Heimdall before the Rainbow Bridge
  • In Norse religion, a burning rainbow bridge called the Bifrost connects Midgard (earth) with Asgard, home of the gods.[9] Bifrost can be used only by gods and those who are killed in battle. It is eventually shattered under the weight of war – the Ragnarok (German Götterdämmerung). The notion that the rainbow bridge to heaven is attainable by only the good or virtuous, such as warriors and royalty, is a theme repeated often in world myths.
  • In Japanese mythology, the Floating Bridge of Heaven may have been inspired by the rainbow. The creator deities Izanami and Izanagi stood upon this bridge as they brought the Japanese archipelago into existence.[10]
  • In Navajo tradition, the rainbow is the path of the holy spirits, and is frequently depicted in sacred sandpaintings.[11]
  • Māori mythology tells a tale of Hina, the moon, who caused a rainbow to span the heavens even down to the earth, for her mortal husband to return to earth to end his days, since death may not enter her celestial home.[6]
  • Shamans among Siberia's Buryats speak of ascending to the sky-spirit world by way of the rainbow.

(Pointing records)
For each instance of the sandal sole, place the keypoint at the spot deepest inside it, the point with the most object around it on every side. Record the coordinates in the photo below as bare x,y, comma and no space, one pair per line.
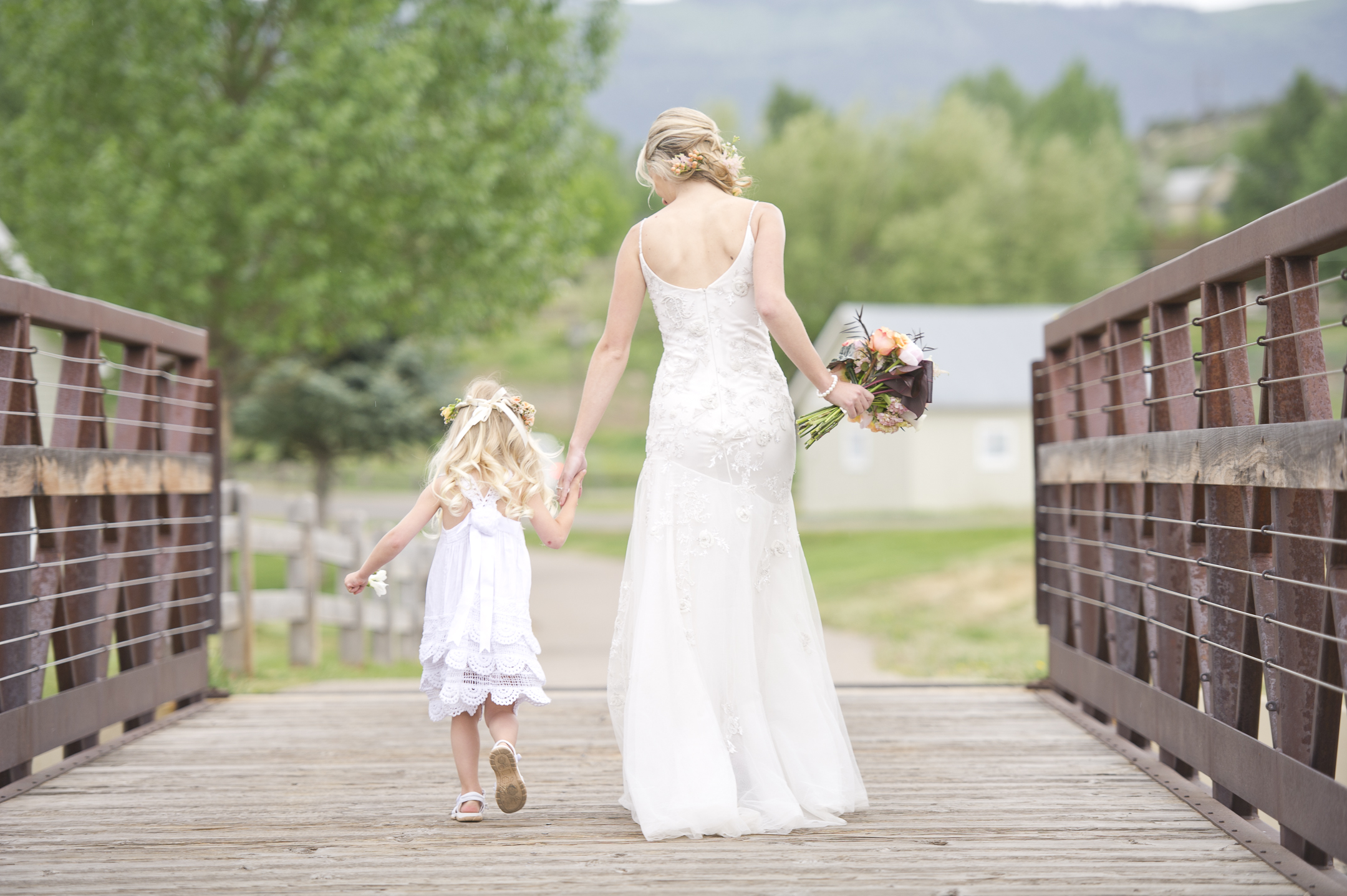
511,792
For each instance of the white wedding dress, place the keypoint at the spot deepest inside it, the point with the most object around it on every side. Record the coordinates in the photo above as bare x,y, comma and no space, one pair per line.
718,683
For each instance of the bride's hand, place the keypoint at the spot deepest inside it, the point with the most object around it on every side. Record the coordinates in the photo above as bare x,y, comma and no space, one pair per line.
853,399
574,464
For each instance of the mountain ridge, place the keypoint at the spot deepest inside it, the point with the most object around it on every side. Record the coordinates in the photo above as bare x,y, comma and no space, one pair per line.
895,57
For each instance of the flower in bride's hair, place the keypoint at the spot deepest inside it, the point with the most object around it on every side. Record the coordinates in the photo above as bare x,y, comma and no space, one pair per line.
686,163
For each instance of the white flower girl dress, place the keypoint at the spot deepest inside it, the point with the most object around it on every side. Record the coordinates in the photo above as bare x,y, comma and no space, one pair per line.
478,638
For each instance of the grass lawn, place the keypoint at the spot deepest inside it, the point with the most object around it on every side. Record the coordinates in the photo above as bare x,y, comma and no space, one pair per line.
942,604
273,670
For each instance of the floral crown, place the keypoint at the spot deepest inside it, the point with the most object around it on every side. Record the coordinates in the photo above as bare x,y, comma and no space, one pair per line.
688,162
523,410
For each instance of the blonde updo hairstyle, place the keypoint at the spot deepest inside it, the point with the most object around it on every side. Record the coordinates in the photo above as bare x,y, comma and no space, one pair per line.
493,453
679,132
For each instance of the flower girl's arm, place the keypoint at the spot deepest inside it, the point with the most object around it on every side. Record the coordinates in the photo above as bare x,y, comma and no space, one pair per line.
554,531
392,545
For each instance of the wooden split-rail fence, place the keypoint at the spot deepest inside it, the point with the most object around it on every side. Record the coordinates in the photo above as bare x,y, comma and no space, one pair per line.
392,622
1192,516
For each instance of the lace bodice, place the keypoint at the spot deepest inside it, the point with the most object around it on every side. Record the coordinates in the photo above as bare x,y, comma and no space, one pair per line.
720,400
718,685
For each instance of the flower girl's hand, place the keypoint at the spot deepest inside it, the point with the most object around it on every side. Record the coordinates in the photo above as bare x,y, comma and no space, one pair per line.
577,488
852,398
574,465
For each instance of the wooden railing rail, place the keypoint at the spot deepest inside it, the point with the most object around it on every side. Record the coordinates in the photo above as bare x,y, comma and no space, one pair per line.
1192,518
110,531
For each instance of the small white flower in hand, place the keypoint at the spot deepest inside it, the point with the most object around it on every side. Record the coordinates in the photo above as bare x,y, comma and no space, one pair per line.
379,581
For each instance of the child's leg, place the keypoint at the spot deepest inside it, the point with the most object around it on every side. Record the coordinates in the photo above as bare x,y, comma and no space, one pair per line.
468,749
501,723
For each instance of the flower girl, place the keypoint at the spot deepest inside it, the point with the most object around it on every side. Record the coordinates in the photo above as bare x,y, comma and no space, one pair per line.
478,640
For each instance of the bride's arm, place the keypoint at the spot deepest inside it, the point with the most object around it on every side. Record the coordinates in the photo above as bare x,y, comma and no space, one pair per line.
783,321
609,360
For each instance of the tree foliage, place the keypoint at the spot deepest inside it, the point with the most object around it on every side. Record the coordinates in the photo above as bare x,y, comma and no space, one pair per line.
365,402
299,175
1272,170
996,197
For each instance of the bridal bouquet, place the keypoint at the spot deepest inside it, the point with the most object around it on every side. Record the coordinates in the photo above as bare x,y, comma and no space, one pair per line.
895,370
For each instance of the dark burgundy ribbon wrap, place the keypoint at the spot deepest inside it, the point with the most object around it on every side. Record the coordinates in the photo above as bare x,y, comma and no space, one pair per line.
911,387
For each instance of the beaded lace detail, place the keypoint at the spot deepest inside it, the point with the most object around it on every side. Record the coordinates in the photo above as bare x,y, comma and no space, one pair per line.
718,688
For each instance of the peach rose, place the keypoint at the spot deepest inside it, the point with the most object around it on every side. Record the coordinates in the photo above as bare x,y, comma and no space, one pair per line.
884,341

(The task)
Answer these questions from the passage on rainbow myths.
(a) Which two realms does the Bifrost connect?
(b) Which creator deities stood on the Floating Bridge of Heaven?
(c) In Navajo tradition, whose path is the rainbow?

(Output of the exercise)
(a) Midgard (earth) and Asgard, home of the gods
(b) Izanami and Izanagi
(c) The holy spirits